## WHAT IS BEING ASKED
Reproduce the records from the line with "fire engine tyre." to the line with "x=867 y=101", replacing "tyre" with "tire" and changing nothing else.

## DATA IN THIS EXERCISE
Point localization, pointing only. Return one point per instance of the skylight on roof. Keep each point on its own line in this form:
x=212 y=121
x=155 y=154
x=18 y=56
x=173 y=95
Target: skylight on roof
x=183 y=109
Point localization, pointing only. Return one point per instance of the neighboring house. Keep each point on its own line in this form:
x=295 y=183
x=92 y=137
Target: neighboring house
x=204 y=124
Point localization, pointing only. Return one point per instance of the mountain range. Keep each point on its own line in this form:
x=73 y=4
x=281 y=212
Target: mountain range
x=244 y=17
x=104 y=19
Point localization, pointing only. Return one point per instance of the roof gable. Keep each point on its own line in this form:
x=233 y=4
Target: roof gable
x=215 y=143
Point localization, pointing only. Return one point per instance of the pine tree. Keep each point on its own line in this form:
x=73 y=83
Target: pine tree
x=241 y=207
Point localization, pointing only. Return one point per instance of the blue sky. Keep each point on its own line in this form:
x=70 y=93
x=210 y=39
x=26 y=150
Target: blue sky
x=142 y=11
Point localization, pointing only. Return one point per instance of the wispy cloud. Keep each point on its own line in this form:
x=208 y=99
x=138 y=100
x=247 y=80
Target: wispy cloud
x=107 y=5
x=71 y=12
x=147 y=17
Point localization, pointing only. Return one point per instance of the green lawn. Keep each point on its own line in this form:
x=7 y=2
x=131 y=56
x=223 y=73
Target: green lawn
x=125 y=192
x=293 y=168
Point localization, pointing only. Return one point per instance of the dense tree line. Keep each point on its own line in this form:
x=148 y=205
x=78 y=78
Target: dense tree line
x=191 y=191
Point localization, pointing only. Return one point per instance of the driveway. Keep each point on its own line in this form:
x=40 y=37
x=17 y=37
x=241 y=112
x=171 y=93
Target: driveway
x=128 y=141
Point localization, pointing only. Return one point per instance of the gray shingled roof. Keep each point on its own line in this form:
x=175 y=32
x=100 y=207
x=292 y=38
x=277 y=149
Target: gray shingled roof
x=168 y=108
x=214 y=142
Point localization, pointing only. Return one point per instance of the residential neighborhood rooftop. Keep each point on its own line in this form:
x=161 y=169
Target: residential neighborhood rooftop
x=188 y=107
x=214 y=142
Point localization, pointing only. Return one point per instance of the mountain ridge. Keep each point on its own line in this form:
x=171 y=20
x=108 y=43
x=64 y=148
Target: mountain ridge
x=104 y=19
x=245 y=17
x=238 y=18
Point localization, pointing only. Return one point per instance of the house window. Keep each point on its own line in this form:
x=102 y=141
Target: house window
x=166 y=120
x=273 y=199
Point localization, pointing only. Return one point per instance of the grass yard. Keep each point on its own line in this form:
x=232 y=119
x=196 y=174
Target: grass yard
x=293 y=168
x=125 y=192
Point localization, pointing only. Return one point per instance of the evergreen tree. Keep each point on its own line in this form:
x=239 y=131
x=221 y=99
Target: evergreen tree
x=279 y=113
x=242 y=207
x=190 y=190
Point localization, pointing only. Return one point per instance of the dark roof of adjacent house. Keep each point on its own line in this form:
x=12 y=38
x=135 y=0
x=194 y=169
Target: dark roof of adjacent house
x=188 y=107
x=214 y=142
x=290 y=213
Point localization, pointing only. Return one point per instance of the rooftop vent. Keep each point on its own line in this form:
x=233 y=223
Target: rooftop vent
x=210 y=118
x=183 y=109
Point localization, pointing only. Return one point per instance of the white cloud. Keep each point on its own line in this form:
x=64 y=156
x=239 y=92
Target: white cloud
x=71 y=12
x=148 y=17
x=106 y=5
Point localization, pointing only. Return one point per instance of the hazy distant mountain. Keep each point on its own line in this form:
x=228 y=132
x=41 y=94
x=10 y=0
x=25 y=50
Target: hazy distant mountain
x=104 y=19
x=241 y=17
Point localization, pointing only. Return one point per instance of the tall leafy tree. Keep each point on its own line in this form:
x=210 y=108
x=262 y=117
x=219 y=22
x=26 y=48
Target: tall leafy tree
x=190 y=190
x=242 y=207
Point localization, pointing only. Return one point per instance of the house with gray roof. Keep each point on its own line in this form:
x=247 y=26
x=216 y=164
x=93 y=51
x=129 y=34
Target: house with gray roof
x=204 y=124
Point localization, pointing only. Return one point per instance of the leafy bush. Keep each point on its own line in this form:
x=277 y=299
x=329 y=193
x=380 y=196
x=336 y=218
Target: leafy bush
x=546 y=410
==
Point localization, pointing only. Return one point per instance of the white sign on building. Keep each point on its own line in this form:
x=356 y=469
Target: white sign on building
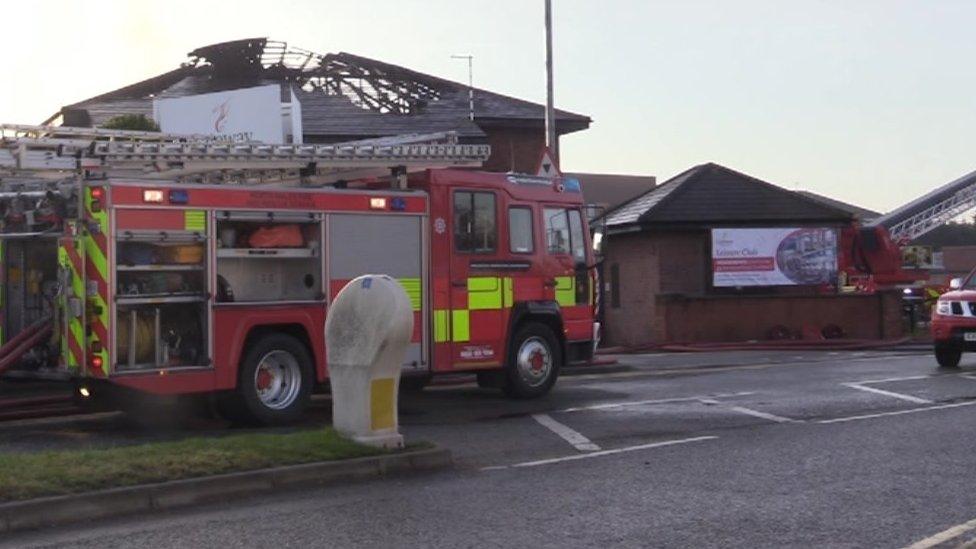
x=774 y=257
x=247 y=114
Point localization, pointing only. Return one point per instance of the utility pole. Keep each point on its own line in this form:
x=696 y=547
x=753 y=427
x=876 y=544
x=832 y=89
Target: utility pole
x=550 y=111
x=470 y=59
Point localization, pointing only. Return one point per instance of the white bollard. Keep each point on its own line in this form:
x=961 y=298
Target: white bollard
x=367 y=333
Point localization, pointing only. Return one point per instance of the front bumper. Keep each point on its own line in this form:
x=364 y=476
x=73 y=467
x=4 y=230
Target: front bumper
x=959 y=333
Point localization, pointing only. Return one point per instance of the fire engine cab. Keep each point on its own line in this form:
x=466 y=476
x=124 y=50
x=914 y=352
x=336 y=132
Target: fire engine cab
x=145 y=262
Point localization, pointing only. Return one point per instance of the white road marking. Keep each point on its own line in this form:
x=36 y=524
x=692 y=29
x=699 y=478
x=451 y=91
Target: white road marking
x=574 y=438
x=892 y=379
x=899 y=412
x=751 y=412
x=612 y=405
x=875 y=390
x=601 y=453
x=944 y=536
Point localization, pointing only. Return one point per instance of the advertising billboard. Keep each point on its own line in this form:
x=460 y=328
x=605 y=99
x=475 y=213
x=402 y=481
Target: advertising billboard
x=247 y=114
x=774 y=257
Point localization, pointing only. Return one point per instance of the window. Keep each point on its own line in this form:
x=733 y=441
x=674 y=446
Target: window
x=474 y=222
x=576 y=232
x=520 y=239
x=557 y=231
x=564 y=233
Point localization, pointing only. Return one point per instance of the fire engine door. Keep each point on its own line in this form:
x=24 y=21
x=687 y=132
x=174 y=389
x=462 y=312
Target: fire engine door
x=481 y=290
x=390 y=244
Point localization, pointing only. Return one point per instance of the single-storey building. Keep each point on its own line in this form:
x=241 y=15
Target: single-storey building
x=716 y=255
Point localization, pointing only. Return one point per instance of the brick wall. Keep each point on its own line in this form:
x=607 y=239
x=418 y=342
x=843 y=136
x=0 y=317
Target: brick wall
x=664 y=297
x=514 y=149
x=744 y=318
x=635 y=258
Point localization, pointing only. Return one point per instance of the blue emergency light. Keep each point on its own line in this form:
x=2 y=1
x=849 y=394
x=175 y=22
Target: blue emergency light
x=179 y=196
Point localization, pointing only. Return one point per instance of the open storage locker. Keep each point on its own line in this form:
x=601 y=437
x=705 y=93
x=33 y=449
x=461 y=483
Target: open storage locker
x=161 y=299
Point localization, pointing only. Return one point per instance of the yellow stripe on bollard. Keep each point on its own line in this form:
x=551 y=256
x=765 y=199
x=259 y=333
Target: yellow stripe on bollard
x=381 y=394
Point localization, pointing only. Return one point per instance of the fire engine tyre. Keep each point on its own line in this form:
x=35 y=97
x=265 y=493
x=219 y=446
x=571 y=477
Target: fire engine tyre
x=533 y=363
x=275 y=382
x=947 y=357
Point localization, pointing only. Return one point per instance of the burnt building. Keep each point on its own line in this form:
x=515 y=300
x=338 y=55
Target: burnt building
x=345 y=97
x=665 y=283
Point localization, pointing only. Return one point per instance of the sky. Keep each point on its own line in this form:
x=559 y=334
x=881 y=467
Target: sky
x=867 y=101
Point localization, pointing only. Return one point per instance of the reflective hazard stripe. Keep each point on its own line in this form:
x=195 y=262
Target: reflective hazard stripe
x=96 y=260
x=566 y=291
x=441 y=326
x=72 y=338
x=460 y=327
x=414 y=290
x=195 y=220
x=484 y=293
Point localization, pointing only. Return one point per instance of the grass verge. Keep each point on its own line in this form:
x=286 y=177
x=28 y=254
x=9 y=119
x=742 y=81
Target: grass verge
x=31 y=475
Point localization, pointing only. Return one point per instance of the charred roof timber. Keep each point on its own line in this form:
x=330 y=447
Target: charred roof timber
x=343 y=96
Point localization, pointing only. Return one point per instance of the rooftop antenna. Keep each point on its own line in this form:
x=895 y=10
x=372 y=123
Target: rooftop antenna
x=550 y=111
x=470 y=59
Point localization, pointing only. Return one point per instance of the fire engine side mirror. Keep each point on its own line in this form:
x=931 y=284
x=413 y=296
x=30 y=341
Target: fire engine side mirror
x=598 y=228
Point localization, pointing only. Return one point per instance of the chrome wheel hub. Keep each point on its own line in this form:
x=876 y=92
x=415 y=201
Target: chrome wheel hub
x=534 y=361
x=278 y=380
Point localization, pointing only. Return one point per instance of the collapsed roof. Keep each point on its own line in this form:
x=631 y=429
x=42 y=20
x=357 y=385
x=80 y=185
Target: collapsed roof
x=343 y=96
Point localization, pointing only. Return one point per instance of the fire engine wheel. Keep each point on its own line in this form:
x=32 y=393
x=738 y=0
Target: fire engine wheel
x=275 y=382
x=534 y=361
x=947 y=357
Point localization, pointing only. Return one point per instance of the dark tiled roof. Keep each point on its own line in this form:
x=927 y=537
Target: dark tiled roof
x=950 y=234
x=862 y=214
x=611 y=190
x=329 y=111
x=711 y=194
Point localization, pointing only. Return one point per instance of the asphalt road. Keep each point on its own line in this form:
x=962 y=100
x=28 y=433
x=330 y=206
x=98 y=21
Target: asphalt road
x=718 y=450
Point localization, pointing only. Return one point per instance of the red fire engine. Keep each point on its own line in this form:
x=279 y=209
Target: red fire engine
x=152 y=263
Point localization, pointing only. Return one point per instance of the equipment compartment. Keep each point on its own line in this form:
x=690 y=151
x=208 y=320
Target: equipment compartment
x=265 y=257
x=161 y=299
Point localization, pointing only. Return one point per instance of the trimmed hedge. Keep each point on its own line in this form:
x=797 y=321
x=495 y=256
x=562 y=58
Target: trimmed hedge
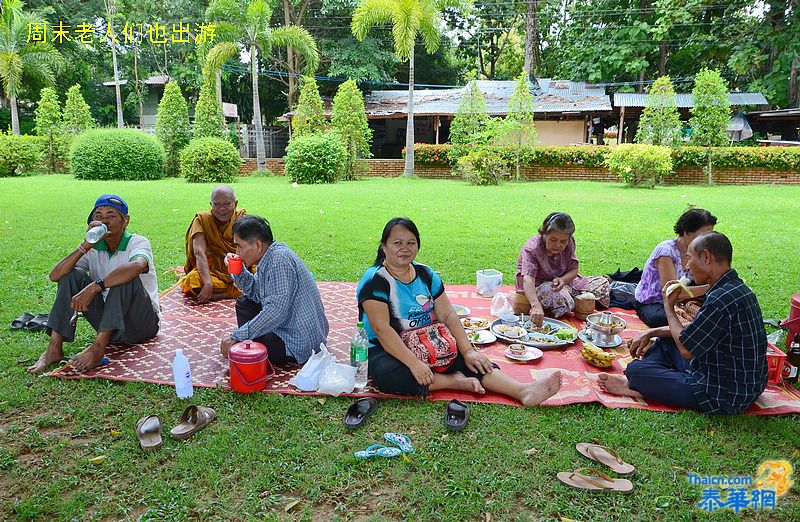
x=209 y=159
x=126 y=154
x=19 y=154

## RESPONSE FOR THIS EXERCISE
Point localization, pointing only. Return one point per instance of the fire engine tire. Keep each point on its own line in this form:
x=35 y=97
x=265 y=493
x=219 y=446
x=571 y=477
Target: fire engine tire
x=533 y=363
x=275 y=382
x=947 y=357
Point localization, pointing only. Return one point per instance of the burnt building. Keep each point on its own line in this form:
x=515 y=300
x=338 y=55
Target: burnt building
x=345 y=97
x=665 y=283
Point localization, pointing only. Return one point per instance of the sky. Keep each point on its own line in this form:
x=559 y=334
x=881 y=467
Target: sky
x=867 y=101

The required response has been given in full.